From the Mouths of Babes

From the "takes after his father" department:
Doodles had a playdate over, a girl from his kindergarten class, J. They were playing nicely, but at one point J. bumped her head and came to find me. Nothing serious, but I gave her an ice pack and yelled down to the playroom for Doodles.
Doodles: What?
Me: Could you please come up here?
Doodles comes upstairs.
Doodles: Whadda you want?
Me: Doodles, J. hit her head and is going to sit here for a minute with the ice pack.
Doodles throws up his arms and says: So, what did you call me up here for?

From the "in the vault" department [with a spoiler for Kofefim parents]:
At pick up from school, Pie and her teacher were whispering, and then the teacher said to Pie: Now, don't forget! It's a secret!
Pie: I know! Mommy, I can't tell you! It's a surprise!
Me: Okay.
Almost exactly one hour later.
Pie: Mommy, I made you a pin!
Me: What?
Pie: A pin! I made you a pin! You know, for mother's day!
Me: Didn't your teacher tell you to keep it a secret?
---+---
- **REQUIREMENTS**
[1] Retype the family anecdotes from "Doodles comes upstairs." up to and including "up here for?".
[2] Answer these questions from the family anecdotes:
(a) What did the narrator give J. after she bumped her head?
(b) What did Pie say she had made for the narrator, and for what occasion?
(c) How long after school pick up did Pie reveal the secret?
[3] Write the next part of the family anecdotes, starting after the last line shown.

- **DATA EXCERPT**
---+---
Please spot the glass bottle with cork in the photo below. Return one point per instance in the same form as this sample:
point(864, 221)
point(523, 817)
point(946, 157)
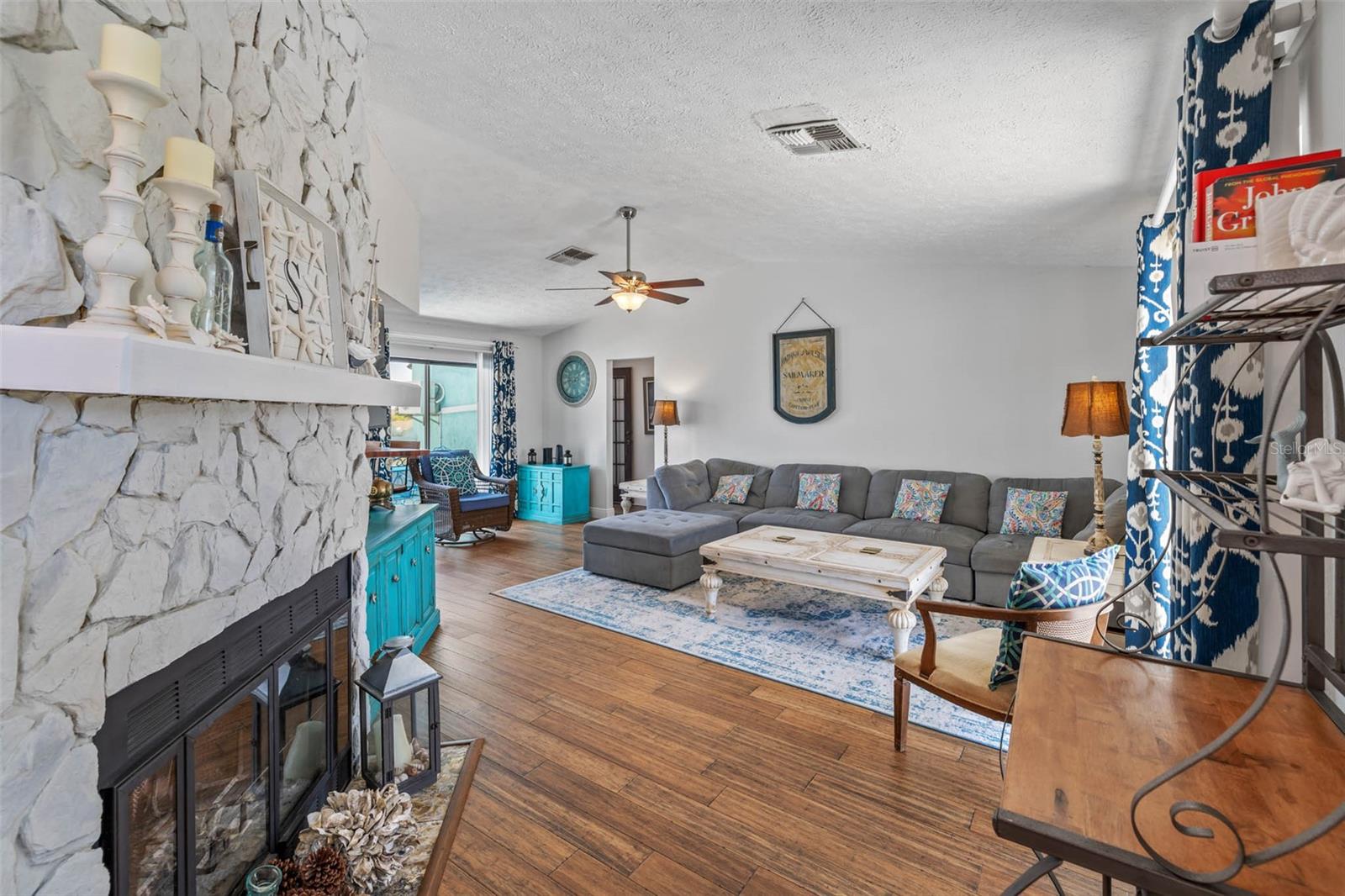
---+---
- **OUTPUTS IN ORDER**
[1]
Doodles comes upstairs.
Doodles: Whadda you want?
Me: Doodles, J. hit her head and is going to sit here for a minute with the ice pack.
Doodles throws up his arms and says: So, what did you call me up here for?

[2]
(a) An ice pack.
(b) A pin, for mother's day.
(c) Almost exactly one hour later.

[3]
Pie: Yeah! So make sure you don't tell her that I gave it away!

From the "teen angst" department:
Doodles was clearly overtired and just having a rough time. He came downstairs with both his backpacks and tears in his eyes.
Me: Whatcha doing?
Doodles: I'm leaving.
Me: You're running away?
Doodles: Yes?
Me: But why?
Doodles, starting to sob: I don't want to move out. I have to move out. I can't live with all these rules!
Me: That makes me sad. What rules don't you like?
Doodles, sobbing heavily: All the rules! Like you make me make me eat energy food. J. gets a cookie in her lunch every day for snack. And I never get one! I want to eat junk food every day, too!